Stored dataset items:
▬▬▬

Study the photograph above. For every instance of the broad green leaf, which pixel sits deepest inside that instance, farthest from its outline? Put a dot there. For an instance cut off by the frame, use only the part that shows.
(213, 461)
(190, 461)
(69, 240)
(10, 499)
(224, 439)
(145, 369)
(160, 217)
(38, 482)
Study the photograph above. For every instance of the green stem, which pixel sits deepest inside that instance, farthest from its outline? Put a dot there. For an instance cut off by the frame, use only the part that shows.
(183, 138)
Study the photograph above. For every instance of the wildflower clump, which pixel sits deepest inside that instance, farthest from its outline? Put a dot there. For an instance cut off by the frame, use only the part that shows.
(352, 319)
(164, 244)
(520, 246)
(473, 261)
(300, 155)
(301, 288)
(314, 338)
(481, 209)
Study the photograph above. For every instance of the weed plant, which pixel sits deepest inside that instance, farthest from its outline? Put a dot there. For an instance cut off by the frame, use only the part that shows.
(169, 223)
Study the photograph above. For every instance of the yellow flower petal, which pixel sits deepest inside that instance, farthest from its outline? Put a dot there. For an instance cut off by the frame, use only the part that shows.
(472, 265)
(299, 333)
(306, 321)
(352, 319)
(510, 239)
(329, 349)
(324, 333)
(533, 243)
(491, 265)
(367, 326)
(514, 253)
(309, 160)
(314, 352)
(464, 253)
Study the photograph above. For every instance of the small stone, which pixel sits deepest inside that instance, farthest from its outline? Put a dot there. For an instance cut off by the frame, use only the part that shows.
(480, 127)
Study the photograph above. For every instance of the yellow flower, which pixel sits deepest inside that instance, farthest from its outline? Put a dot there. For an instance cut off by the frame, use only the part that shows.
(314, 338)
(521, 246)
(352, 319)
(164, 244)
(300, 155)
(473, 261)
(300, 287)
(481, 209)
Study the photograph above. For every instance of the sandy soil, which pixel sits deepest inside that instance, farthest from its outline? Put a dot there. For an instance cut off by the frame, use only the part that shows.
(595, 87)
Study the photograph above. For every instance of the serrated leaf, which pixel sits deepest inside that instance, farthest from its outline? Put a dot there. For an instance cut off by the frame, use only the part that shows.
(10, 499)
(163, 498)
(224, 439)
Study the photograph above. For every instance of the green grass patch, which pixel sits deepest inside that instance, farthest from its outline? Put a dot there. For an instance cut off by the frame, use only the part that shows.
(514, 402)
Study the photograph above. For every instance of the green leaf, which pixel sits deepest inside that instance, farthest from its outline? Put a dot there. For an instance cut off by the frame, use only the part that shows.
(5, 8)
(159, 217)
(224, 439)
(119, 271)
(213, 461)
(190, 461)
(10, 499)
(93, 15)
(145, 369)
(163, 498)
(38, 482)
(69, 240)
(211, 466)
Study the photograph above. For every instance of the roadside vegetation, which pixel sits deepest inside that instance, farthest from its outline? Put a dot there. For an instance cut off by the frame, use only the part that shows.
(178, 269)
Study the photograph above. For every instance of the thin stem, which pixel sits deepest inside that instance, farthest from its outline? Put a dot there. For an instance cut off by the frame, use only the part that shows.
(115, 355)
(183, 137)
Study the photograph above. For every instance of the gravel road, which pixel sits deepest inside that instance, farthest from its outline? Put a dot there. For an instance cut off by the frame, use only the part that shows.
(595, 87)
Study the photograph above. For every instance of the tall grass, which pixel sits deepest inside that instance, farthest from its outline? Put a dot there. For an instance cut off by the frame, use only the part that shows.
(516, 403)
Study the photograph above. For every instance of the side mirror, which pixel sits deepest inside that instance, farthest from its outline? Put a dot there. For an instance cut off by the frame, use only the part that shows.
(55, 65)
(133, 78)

▬▬▬

What the exercise asks: With nothing left out, copy the data above exactly.

Answer below:
Study the photograph above. For every instance of the broad green leaf, which pixel sits deepest inside that instance, farthest from its outline? Put a dot there. For an instance cut off by the frame, use only the part that shows.
(213, 461)
(190, 461)
(69, 240)
(10, 499)
(224, 439)
(145, 369)
(160, 217)
(38, 482)
Study the photograph above. For every instance of the green stem, which pixel sits deepest inside that instance, farthest from its outline? Put a dot there. For an instance cut off by the frame, use only the part that shows.
(183, 138)
Study the photograph above. For every instance of the wildflower clump, which pixel sits deepest inside that instance, farthest from its outline? Put a dot there. For an instance cut off by the frame, use only the part that shows.
(352, 319)
(164, 244)
(520, 246)
(473, 261)
(300, 155)
(301, 288)
(314, 338)
(481, 209)
Study the photograph above. For every instance of the weed plant, which pixel sits deepest inside that instance, farthest from its outline? Put a dot there. For an instance cut off by the frame, use only the part that shows.
(169, 223)
Study the photograph above. For every instance of the yellow flower petal, which pixel sits deepest inside that instance, farthest from its outline? Put a dot there. For an instance cut off by the frame, use only the part that shows.
(472, 265)
(299, 333)
(306, 321)
(352, 319)
(510, 239)
(329, 349)
(324, 333)
(533, 243)
(491, 265)
(367, 326)
(514, 253)
(309, 160)
(314, 352)
(464, 253)
Study the photograph above. For every instance of the small stone, which pixel sits deepest inside that instance, farthest from its outline? Put a dot there. For an instance cut off by the frame, use only the part that shows.
(480, 127)
Study the photograph above. For every instance of the yellow flower, which pixel sits deepest inside that instance, farthest from its outline? Put a dot there. For an instance cut off by the frame, use only the part that shows.
(314, 338)
(521, 246)
(352, 319)
(164, 244)
(300, 155)
(473, 261)
(300, 287)
(481, 209)
Study the photograph above. For every instance of the sandy soil, which pixel sits deepest inside that instance, farthest from its outline? Put a dot there. For an instance cut off by the frame, use only the part that shows.
(595, 87)
Study the photograph above. For every instance of the serrated leaf, which pixel sits deepest inside that instance, farthest from its outline? Put a dot there. For an instance cut off by the frame, use only the part that shows.
(10, 499)
(163, 498)
(224, 439)
Study the photograph above. For every instance of the green grass patch, which pixel sits deepest inside that instance, farthest from its outline? Put a dot there. For an instance cut off by the frame, use only the part that shows.
(514, 402)
Study the photograph above. For every instance of the green leaf, which pixel sits deepest inside that instance, farthest from its outline? Put a dot there. For an instance cut off by the frame, use only the part that shows.
(5, 8)
(159, 217)
(224, 439)
(119, 271)
(213, 461)
(190, 461)
(10, 499)
(93, 15)
(145, 369)
(163, 498)
(38, 482)
(69, 240)
(211, 466)
Study the photograph above. For every instance of the roadside vegetation, which pixel sits deepest inside that instance, farthest from its outline? Put a dot there. For an instance cut off by the frame, use only the part that shows.
(178, 269)
Study the photograph above. For every instance of the thin stem, which pixel sits deepest inside that instance, farthest from its outline? Put a dot there. For an instance cut off by the frame, use only the part that shows.
(115, 355)
(183, 137)
Study the photograph above. For every instance of the gravel road, which pixel sits deepest inside that instance, farthest from its outline? Put a dot there. For an instance cut off by the frame, use only the part that shows.
(595, 87)
Study the photograph above. For every instance of the tall grass, which pixel sits deepest inside that instance, farthest from its outline? Put a dot there. For an instance cut off by the frame, use only the part that shows.
(516, 403)
Study the photograph above. For every instance of the side mirror, which pixel sits deepest inside that instance, farthest from its outline? Put a dot there. For an instance cut off by the frame, use only the part that shows.
(55, 65)
(133, 78)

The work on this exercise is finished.